WORK TO COMPLETE:
Restate the full set of records exactly, word for word.

RECORDS FOR PROCESSING:
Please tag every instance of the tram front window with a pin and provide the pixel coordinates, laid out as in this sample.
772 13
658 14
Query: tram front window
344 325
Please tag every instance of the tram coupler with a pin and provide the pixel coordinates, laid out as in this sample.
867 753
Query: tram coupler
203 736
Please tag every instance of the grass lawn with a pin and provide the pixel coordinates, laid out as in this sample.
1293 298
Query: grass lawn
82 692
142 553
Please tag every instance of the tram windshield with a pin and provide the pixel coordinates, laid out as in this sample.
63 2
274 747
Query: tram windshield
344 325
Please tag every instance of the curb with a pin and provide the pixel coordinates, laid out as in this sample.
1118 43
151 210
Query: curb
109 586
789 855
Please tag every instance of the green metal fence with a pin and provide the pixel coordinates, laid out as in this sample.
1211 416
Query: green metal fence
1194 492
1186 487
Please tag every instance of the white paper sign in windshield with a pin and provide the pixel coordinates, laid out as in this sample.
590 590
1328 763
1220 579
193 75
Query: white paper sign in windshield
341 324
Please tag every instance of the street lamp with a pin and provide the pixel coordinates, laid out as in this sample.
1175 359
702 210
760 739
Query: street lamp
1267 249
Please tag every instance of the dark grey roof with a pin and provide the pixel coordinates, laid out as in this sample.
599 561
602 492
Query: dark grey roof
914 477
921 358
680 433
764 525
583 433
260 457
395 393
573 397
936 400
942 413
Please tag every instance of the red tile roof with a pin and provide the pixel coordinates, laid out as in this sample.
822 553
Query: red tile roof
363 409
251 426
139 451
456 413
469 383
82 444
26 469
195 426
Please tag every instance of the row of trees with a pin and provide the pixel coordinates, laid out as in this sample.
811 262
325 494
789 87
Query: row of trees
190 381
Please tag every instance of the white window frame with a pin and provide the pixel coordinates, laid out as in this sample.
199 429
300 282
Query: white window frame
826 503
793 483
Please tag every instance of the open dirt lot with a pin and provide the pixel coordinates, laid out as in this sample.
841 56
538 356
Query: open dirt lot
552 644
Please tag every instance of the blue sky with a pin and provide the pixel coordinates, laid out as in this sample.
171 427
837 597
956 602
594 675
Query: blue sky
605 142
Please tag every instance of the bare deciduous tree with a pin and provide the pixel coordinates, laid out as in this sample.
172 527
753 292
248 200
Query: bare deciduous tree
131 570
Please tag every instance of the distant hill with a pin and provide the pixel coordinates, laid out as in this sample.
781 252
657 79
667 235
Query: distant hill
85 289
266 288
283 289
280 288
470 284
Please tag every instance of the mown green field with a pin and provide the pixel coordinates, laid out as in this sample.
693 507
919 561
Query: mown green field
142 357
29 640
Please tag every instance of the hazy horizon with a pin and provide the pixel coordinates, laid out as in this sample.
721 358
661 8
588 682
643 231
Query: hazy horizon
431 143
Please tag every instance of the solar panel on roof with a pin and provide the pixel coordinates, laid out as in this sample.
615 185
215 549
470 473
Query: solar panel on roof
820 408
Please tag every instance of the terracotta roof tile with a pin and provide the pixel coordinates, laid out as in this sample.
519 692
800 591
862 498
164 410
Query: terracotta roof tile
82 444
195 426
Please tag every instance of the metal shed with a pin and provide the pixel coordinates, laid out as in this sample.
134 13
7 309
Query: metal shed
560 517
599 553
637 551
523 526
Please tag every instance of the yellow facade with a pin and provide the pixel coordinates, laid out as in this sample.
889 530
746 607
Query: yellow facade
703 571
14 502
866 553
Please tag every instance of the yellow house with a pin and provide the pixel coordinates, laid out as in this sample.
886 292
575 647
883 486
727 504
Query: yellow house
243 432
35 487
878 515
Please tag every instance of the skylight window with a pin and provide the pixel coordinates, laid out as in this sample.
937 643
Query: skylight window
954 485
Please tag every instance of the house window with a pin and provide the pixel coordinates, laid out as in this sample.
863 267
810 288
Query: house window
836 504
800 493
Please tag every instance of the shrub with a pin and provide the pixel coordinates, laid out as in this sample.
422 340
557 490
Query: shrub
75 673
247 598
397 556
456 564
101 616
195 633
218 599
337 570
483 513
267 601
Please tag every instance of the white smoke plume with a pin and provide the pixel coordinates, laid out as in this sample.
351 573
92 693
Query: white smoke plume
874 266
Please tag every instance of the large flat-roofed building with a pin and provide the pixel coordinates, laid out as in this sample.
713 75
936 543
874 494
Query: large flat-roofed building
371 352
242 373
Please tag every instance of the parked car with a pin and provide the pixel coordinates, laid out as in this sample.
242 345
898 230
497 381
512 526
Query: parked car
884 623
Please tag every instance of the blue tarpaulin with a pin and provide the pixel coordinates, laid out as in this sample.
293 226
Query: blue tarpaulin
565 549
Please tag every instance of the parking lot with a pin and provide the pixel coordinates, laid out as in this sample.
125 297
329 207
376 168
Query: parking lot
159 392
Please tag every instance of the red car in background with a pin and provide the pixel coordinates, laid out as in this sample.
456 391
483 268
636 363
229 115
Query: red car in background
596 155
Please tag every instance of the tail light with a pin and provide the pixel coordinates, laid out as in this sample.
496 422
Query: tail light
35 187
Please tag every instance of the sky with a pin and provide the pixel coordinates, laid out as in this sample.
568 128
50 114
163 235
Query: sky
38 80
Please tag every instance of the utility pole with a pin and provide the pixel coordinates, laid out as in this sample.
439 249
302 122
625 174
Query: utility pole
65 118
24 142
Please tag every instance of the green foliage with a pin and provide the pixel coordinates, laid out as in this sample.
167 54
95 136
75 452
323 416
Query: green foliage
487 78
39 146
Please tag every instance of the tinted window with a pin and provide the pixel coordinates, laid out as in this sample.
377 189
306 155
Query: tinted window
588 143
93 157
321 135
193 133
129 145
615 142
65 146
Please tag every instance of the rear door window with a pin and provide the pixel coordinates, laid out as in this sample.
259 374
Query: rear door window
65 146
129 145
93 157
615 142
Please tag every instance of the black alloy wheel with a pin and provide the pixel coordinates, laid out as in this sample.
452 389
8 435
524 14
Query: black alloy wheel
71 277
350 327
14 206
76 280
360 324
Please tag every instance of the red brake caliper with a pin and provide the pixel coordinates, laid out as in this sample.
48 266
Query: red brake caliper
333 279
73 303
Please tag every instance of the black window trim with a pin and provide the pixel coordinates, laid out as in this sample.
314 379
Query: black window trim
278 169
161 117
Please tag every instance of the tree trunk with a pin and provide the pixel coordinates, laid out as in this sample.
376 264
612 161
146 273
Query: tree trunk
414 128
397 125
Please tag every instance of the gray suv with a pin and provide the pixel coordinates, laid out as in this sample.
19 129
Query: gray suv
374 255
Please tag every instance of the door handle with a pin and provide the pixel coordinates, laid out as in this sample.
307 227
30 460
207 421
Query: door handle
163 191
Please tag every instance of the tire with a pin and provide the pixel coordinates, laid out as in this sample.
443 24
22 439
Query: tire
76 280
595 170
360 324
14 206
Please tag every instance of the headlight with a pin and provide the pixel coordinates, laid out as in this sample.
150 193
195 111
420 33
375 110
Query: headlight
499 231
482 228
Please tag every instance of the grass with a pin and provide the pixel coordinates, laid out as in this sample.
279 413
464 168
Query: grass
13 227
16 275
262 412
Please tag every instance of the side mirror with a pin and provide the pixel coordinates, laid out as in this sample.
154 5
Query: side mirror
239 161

EXPECTED ANSWER:
Please tag every instance of the tram front window with a pin and provide the pixel coordinates, laid out as in this sample.
772 13
658 14
Query: tram front window
344 325
Please tag every instance of the tram coupler with a pin and provide the pixel coordinates, laid out as in this sample.
867 753
Query: tram coupler
203 736
Please tag every instance of the grass lawn with a pin and provide the pixel coordinates, laid out as in this sample.
1293 298
Query: grass lawn
82 692
142 553
Please tag every instance of the tram windshield with a pin and provide the pixel coordinates, laid out as in this sample.
63 2
274 747
Query: tram windshield
344 325
Please tag every instance of the curb with a pin and provide the pixel coordinates, laid out as in this sample.
1118 43
151 210
Query: curb
109 586
789 855
Please tag every instance of the green metal fence with a pin and provide the pixel coordinates, laid out as in this sample.
1211 416
Query: green metal fence
1194 492
1186 487
Please tag every instance of the white paper sign in windshield with a pin and provide the pixel coordinates, laid out as in this sample.
590 590
1328 763
1220 579
193 75
Query: white paper sign in windshield
341 324
Please tag every instance of the street lamp with a pin and provide the pixel coordinates, laid out as in this sample.
1175 359
702 210
760 739
Query: street lamp
1267 249
Please tag every instance of the dark grey roof with a pin and provide the pixel coordinates, laid out as in this sample.
599 561
602 492
Query: dark grey roof
914 477
921 358
680 433
764 525
583 433
260 457
395 393
573 397
936 400
942 413
Please tag every instance of the red tile roof with a pin and provide the pixel coordinates, laid out as in this sample.
822 553
Query: red tile roof
363 409
251 426
139 451
456 413
469 383
82 444
26 469
195 426
Please tag every instance of the row of trees with a pin and provide the pixel coordinates, laid out as in this sample.
811 262
325 494
789 87
Query: row of trees
190 381
Please tag every instance of the white window frame with a pin and provide the pixel coordinates, laid out as in this sample.
199 429
300 282
Query: white window frame
826 503
793 483
Please tag every instance of the open dirt lot with a pin and provide the pixel coordinates, laid out as in this sample.
841 56
538 356
Query: open dirt lot
552 644
Please tag every instance of the blue sky with a pin and provide the pixel coordinates, laid out as in this sample.
171 427
837 597
956 602
594 675
Query: blue sky
605 142
Please tag every instance of the bare deciduous tree with a pin and provide the pixel coordinates, laid out as in this sample.
172 527
753 292
248 200
Query: bare deciduous tree
131 570
Please tag every instance of the distant hill with a pin and provide the pixel coordinates, laid out as in this sample.
781 252
657 79
667 235
Query: distant hill
85 289
266 288
283 289
280 288
470 284
Please tag every instance of the mown green field with a pin and provide the pixel coordinates, laid out as in this sample.
693 507
919 561
Query: mown green field
142 357
29 640
Please tag every instance of the hazy horizon with a pin and provide the pixel coordinates, laid out as in this sample.
721 358
661 8
588 682
643 231
Query: hazy horizon
431 143
Please tag every instance of the solar panel on roof with a pin and provide the pixel coordinates, laid out as in this sample.
615 185
215 549
470 473
Query: solar panel on roof
820 408
Please tag every instance of the terracotta roof tile with a pin and provide the pixel coordinates, laid out as in this sample.
519 692
800 591
862 498
164 410
Query: terracotta roof tile
82 444
195 426
Please tag every instance of the metal shed with a pin and provide the pixel coordinates, laid out as in this sample.
134 13
7 309
Query: metal shed
560 517
599 553
637 551
523 526
Please tag every instance of the yellow facade with a pin and provide the pixel coordinates, laid out as in this sample.
889 530
746 607
Query: yellow facade
703 571
14 502
866 553
Please tag every instance of the yellow house with a pin and provide the pixel coordinates, laid out as in this sample.
886 292
575 647
883 486
727 504
Query: yellow house
243 432
35 487
878 515
Please tag every instance of the skylight window with a pin and provide the pixel coordinates, laid out as in this sample.
937 643
Query: skylight window
954 485
Please tag every instance of the house window with a pin and provide the pixel coordinates, laid out as in this sample.
863 267
810 288
Query: house window
836 504
800 493
Please tag every instance of the shrub with a pin and provide the pixel coordinates, laid out as in this sample.
422 340
557 490
Query: shrub
75 673
247 598
397 556
456 564
101 616
195 633
218 599
337 570
483 513
267 601
Please tag every instance of the white smoke plume with a pin and provide the pixel coordinates, laid out as in this sample.
351 573
92 693
Query: white smoke plume
874 266
Please tag every instance of the large flat-roofed building with a pin and provide the pixel coordinates, laid out as in this sample.
713 75
936 543
874 494
Query: large flat-roofed building
371 352
242 373
Please tag every instance of the parked car with a pin and provide the pixel coordinates, laid out as in this sample.
242 345
898 230
497 381
512 526
Query: parked car
884 623
Please tag every instance of the blue tarpaulin with a pin and provide the pixel coordinates, laid out as in this sample.
293 226
Query: blue tarpaulin
565 549
Please tag every instance of the parking lot with a pin and provide the pixel coordinates, laid out as in this sample.
125 297
329 207
376 168
Query: parking lot
159 392
Please tag every instance of the red car in background with a pin and provide the pixel coordinates, laid out as in this sample.
456 391
483 268
636 363
229 115
Query: red car in background
596 155
Please tag every instance of the tail light with a pin and provide the pixel coordinates, laid out as in this sample.
496 422
Query: tail light
35 187
Please tag every instance of the sky with a pin and provide the pixel coordinates, laid out as in this sample.
568 128
50 114
163 235
Query: sky
38 80
Please tag every instance of the utility pole with a pin and provide the pixel coordinates, laid out as in this sample.
439 249
302 122
625 174
Query: utility pole
65 118
24 142
Please tag every instance of the green foliage with a pin and provide the pixel coordinates, laid out as in this sample.
167 54
95 136
75 452
323 416
Query: green foliage
487 78
39 146
Please tag every instance of the tinted window with a pin and provide the pixel coordinates, laid out as in this sample.
377 189
306 155
Query: tinted window
588 143
93 157
321 135
193 133
129 145
615 142
65 146
Please tag every instance of the rear door window with a pin and provide the pixel coordinates, laid out as in this sample.
259 374
Query: rear door window
65 146
129 145
93 157
615 142
Please tag every instance of the black alloy wheel with a pin and provide the pixel coordinates, laid out as in this sample.
452 389
8 435
524 14
Query: black alloy wheel
71 277
350 327
14 206
76 280
360 324
Please tag every instance of the red brake caliper with a pin and provide the pixel coordinates, laid out as in this sample.
48 266
Query: red brake caliper
333 279
73 303
Please tag every instance of the black window trim with a pin and provide the pixel coordinates, laid out as in this sample.
314 379
Query: black window trim
278 169
161 117
Please tag every instance of the tree trunk with a pin and provide the pixel coordinates, laid out as in this sample.
376 264
612 161
146 273
Query: tree trunk
414 128
397 125
Please tag every instance of the gray suv with a pin and provide the pixel coordinates, laid out as in this sample.
19 129
Query: gray suv
374 255
Please tag every instance of the door handle with a pin and provide the pixel coordinates, laid out as in this sample.
307 227
30 460
207 421
Query: door handle
163 191
Please tag every instance of the tire with a pin and provide the pixel coordinates, laid out as in this sample.
443 24
22 439
Query: tire
76 280
595 170
360 324
14 206
Please tag every instance of the headlight with a pin and provide the pixel coordinates, laid out as in this sample.
150 193
195 111
420 33
375 110
Query: headlight
499 231
482 228
Please tag every instance of the grass with a pin and provide the pixel coordinates, laid out as in this sample.
279 413
464 168
Query: grass
13 227
16 275
262 412
Please tag every instance of the side mirror with a pin and provide the pixel coordinates, laid out as in this sample.
154 5
Query: side mirror
239 161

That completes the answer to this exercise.